[Dataset entries]
_ _ _
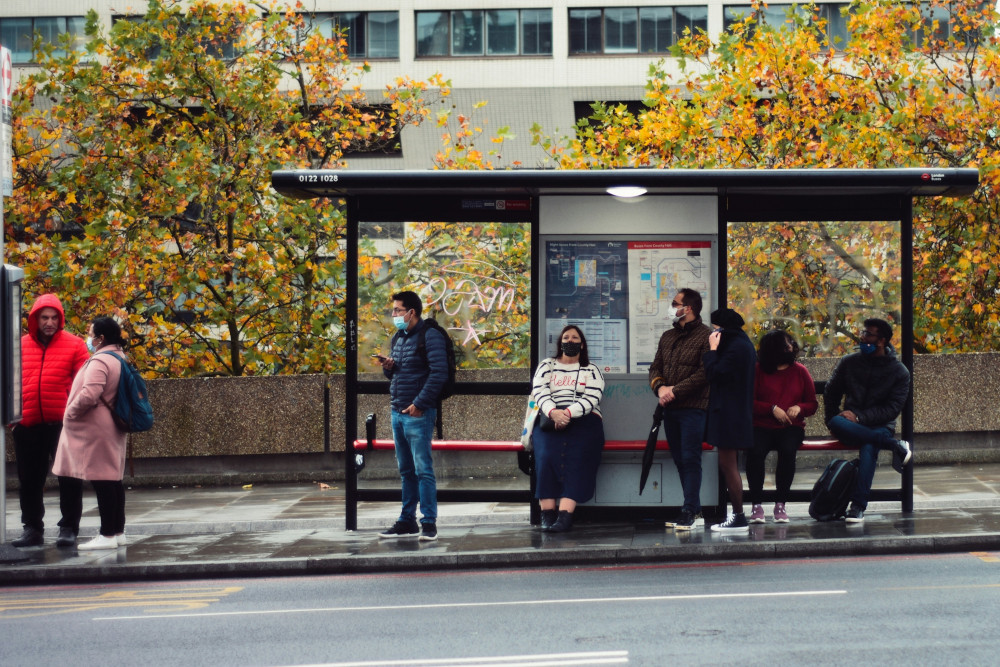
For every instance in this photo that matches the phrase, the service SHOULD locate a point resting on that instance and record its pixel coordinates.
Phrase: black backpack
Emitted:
(448, 390)
(832, 491)
(131, 412)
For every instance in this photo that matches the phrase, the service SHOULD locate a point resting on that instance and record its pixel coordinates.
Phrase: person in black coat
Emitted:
(729, 366)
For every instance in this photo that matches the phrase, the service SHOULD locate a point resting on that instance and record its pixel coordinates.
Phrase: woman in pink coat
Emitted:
(91, 446)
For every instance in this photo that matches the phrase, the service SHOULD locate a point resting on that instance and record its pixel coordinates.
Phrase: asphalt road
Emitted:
(905, 610)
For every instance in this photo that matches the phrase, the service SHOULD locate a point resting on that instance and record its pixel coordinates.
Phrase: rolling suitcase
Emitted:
(832, 491)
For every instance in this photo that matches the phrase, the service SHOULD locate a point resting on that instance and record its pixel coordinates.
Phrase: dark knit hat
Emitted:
(727, 318)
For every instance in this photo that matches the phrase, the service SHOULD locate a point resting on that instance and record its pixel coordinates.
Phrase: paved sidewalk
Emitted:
(299, 529)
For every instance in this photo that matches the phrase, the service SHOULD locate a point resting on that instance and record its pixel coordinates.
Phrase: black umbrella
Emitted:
(647, 454)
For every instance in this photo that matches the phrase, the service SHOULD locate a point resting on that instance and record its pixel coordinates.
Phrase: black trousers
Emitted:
(786, 441)
(35, 449)
(111, 505)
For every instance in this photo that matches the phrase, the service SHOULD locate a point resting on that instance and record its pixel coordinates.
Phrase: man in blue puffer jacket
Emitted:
(417, 370)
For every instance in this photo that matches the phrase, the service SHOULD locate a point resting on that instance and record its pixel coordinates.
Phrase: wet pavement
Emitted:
(284, 529)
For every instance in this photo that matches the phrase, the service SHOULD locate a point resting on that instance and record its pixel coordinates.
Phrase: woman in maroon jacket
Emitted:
(784, 395)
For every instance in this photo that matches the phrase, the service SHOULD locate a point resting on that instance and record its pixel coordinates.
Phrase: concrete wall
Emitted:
(254, 425)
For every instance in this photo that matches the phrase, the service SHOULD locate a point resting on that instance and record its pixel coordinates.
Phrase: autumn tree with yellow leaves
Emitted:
(143, 182)
(915, 84)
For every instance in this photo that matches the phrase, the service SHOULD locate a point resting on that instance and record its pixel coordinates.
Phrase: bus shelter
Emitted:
(608, 251)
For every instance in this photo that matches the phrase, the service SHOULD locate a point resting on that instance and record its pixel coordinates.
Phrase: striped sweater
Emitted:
(561, 386)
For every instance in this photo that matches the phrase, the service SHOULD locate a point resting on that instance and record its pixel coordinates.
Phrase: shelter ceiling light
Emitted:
(626, 191)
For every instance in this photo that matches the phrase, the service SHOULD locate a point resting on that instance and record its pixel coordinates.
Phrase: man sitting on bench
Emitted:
(873, 385)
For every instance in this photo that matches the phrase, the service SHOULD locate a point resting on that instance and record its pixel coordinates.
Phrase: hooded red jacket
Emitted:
(47, 370)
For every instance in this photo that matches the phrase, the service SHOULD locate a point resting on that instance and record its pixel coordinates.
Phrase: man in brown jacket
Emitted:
(677, 377)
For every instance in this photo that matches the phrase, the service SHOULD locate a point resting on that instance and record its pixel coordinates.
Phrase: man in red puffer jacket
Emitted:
(50, 359)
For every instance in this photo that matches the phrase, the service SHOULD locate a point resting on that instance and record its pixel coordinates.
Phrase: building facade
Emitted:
(532, 61)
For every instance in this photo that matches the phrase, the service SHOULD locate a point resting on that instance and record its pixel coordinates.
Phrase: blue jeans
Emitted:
(685, 431)
(412, 436)
(868, 441)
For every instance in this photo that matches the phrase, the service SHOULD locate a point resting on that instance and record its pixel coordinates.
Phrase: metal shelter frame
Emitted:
(744, 195)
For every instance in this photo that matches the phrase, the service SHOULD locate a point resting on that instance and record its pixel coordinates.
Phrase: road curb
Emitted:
(16, 574)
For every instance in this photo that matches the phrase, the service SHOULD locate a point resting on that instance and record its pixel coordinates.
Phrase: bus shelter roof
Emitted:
(831, 183)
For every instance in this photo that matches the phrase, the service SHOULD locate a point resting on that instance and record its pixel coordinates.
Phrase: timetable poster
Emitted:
(657, 271)
(587, 285)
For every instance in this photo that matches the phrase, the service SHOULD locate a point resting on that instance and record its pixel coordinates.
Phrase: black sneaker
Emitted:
(688, 521)
(428, 532)
(31, 537)
(402, 529)
(901, 455)
(564, 522)
(67, 537)
(736, 523)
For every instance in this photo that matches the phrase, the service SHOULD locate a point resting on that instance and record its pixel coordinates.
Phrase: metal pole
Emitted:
(8, 553)
(351, 363)
(906, 278)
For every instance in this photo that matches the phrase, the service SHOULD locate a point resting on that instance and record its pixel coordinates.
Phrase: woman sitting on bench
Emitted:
(784, 395)
(569, 436)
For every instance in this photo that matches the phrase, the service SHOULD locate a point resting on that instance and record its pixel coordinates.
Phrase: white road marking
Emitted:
(542, 660)
(461, 605)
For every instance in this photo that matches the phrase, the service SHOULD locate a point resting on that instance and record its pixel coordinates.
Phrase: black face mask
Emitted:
(571, 349)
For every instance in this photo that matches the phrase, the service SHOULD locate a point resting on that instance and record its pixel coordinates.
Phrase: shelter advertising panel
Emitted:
(619, 293)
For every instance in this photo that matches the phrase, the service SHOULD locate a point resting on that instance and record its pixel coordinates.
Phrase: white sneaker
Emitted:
(99, 542)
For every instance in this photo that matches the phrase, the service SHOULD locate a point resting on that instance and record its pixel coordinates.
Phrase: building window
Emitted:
(489, 32)
(784, 16)
(18, 35)
(632, 29)
(368, 34)
(936, 27)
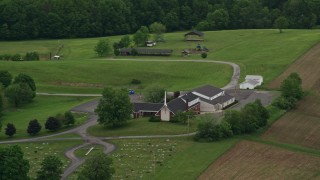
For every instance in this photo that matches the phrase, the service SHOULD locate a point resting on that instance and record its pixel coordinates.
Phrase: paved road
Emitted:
(92, 120)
_ _ _
What needs to be done. Give only the number of lines in the entries above that hold the string "black".

Written solution. 6